Prompt: Extract every record, keeping each one exactly as it is.

Records for processing Block Start

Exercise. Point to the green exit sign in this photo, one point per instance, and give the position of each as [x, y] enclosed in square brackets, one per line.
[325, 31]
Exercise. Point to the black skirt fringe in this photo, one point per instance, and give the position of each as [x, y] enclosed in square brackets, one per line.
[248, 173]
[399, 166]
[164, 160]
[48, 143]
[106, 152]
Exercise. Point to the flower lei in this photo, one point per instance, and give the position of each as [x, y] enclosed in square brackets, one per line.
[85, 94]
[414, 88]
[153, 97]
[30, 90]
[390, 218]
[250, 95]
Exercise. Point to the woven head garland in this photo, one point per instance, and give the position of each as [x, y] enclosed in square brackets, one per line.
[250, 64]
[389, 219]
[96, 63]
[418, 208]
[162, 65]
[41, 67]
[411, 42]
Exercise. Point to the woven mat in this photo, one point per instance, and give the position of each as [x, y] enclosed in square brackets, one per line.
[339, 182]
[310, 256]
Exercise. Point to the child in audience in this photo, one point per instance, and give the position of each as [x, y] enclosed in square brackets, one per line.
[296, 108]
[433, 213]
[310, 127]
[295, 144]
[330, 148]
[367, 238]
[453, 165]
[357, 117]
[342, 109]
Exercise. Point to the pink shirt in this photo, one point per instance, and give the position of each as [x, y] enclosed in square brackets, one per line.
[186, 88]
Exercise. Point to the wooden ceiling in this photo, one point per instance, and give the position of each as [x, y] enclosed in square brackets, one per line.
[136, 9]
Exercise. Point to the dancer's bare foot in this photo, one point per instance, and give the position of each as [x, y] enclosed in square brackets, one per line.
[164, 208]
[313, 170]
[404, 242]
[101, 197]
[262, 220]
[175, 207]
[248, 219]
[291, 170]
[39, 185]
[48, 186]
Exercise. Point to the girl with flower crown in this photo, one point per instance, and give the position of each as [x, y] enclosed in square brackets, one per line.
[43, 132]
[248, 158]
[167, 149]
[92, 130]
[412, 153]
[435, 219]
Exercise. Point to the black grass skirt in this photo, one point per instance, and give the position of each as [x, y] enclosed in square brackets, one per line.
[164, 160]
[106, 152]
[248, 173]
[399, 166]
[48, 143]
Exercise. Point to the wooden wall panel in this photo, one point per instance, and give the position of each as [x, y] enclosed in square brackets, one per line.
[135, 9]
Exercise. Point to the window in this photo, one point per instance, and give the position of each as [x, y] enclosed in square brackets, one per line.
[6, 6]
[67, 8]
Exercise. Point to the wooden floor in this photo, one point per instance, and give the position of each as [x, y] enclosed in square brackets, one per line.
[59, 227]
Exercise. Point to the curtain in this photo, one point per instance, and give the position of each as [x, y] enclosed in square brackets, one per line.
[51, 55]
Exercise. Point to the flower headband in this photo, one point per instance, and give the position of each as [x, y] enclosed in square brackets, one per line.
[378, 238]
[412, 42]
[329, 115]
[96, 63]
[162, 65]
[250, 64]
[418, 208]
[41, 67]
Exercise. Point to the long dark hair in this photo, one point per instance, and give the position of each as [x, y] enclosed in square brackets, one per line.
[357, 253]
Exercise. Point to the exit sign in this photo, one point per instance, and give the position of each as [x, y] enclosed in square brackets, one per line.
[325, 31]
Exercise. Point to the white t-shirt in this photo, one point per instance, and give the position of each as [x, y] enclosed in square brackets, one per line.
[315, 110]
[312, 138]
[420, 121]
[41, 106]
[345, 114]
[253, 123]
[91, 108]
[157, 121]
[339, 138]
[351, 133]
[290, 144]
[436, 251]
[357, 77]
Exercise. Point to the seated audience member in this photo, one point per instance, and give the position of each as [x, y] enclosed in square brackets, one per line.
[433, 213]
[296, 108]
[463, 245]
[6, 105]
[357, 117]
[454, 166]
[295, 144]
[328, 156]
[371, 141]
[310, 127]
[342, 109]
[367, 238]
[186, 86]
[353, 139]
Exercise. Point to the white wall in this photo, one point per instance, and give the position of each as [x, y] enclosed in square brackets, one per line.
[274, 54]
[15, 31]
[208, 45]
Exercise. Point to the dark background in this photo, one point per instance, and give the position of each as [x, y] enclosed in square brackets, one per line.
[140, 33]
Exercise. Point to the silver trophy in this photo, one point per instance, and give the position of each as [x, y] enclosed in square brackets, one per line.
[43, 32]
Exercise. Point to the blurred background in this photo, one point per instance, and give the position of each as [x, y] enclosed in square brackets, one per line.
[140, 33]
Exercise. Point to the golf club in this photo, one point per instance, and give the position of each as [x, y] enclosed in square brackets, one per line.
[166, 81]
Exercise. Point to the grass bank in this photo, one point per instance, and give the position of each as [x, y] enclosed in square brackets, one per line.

Records for processing Block End

Written response:
Exercise. Point to the green exit sign in this photo, one point per instance, and give the position of each as [x, y] enclosed in square brackets, one per line.
[325, 31]
Exercise. Point to the black skirt fringe in this photo, one point per instance, and give the position of each as [x, y] enclosed in square brackets, one per line.
[248, 173]
[399, 166]
[164, 160]
[48, 143]
[106, 152]
Exercise. Point to the flower lei in this photo, one point per instance, and give the position of each as [x, y] enclosed in square brackets, one per line.
[85, 94]
[414, 88]
[153, 97]
[30, 90]
[390, 218]
[250, 95]
Exercise. Point to the woven head garland in this photo, one point per instance, and give the position of each as [x, y] enclosed in square brackets, one per line.
[250, 64]
[389, 219]
[96, 63]
[418, 208]
[162, 65]
[41, 67]
[411, 42]
Exercise. Point to the woven mat in this photo, one point per instance, and give the position of each as [x, y] enclosed in square brackets, one per line.
[339, 182]
[310, 256]
Exercise. Point to the child in audience in this photo, one point per instance, and give the position of each as [x, y] enclosed in square brackets, one per line.
[296, 108]
[433, 213]
[310, 127]
[295, 144]
[330, 148]
[367, 238]
[453, 165]
[357, 117]
[342, 109]
Exercise. Point to the pink shirt in this photo, one point per instance, and give the position of each as [x, y] enclosed in square brackets, one per line.
[186, 88]
Exercise. Point to the wooden ceiling in this photo, one point per instance, and give the position of each as [x, y] enclosed in square brackets, one per line.
[136, 9]
Exercise. Point to the dancer's bare foot in this photo, one point per instance, and give the position of each as [x, y] enclosed in square brackets, one per line.
[164, 208]
[313, 170]
[404, 242]
[101, 197]
[262, 220]
[175, 207]
[248, 219]
[291, 170]
[39, 185]
[48, 186]
Exercise. Point to the girl with flower crown in this photo, one point per instance, and give the position of each as [x, y] enclosed in square brackets, one per line.
[43, 132]
[248, 158]
[167, 149]
[92, 130]
[412, 153]
[435, 219]
Exercise. Point to the black grass skirt in this photo, one point per instance, and give the position of each as [x, y] enclosed in square brackets, one per line.
[164, 160]
[106, 152]
[248, 173]
[399, 166]
[48, 143]
Exercise. Point to the wooden wall panel in this photo, one point per instance, and give the position of each as [x, y] enclosed in square brackets, one per line.
[135, 9]
Exercise. Point to the window in this photo, one point per instance, and give the position of each as [x, y] enclosed in square brackets, one per line.
[6, 6]
[67, 8]
Exercise. Point to the wooden floor in this photo, one point per instance, and give the position of each as [x, y] enclosed in square brackets, one per line.
[59, 227]
Exercise. Point to the curtain in this photo, one point per instance, and give the position of each as [x, y] enclosed in square brackets, one per line.
[51, 55]
Exercise. Point to the flower headband in this photo, one point per instance, and give the position of each as [x, y] enclosed in square brackets, one per line.
[378, 238]
[412, 42]
[329, 115]
[96, 63]
[162, 65]
[250, 64]
[418, 208]
[41, 67]
Exercise. Point to the long dark hair in this photo, one point per instance, and give the position of each as [x, y] enclosed in square brackets, one per line.
[357, 253]
Exercise. Point to the exit sign in this photo, one point per instance, and give the position of each as [x, y] enclosed in square brackets, one per line.
[325, 31]
Exercise. Point to the white t-shirt in this photo, one point per instance, and give the position of each as [x, y] enclosed in square brackets, one per line.
[315, 110]
[312, 138]
[420, 121]
[41, 106]
[345, 114]
[253, 123]
[91, 108]
[157, 121]
[339, 138]
[351, 133]
[290, 144]
[436, 251]
[357, 77]
Exercise. Point to the seated audience member in this photo, one point per instance, and give the position of each as [x, y] enclosed in square brackets, one per line.
[433, 213]
[296, 108]
[463, 245]
[6, 105]
[357, 117]
[454, 166]
[295, 144]
[328, 156]
[371, 141]
[310, 127]
[342, 109]
[367, 238]
[186, 86]
[353, 139]
Exercise. Point to the white wall in this photo, one point per instance, and give the position of each as [x, y] enclosed in square brackets, one per line.
[274, 54]
[15, 31]
[208, 45]
Exercise. Point to the dark background in this photo, one point per instance, and give the position of each as [x, y] enclosed in square brackets, one per line.
[140, 33]
Exercise. Point to the silver trophy in this photo, one point per instance, and give the position of each as [x, y] enclosed in square brackets, one per line.
[43, 32]
Exercise. Point to the blurred background in this photo, one point per instance, and give the position of each as [x, y] enclosed in square brackets, one per line.
[140, 33]
Exercise. Point to the golf club in this photo, one point per instance, and give the position of each as [x, y] enclosed in square brackets, one per line.
[166, 81]
Exercise. Point to the grass bank in this photo, one point per instance, and give the position of each as [x, y] enclosed in square brackets, one per line.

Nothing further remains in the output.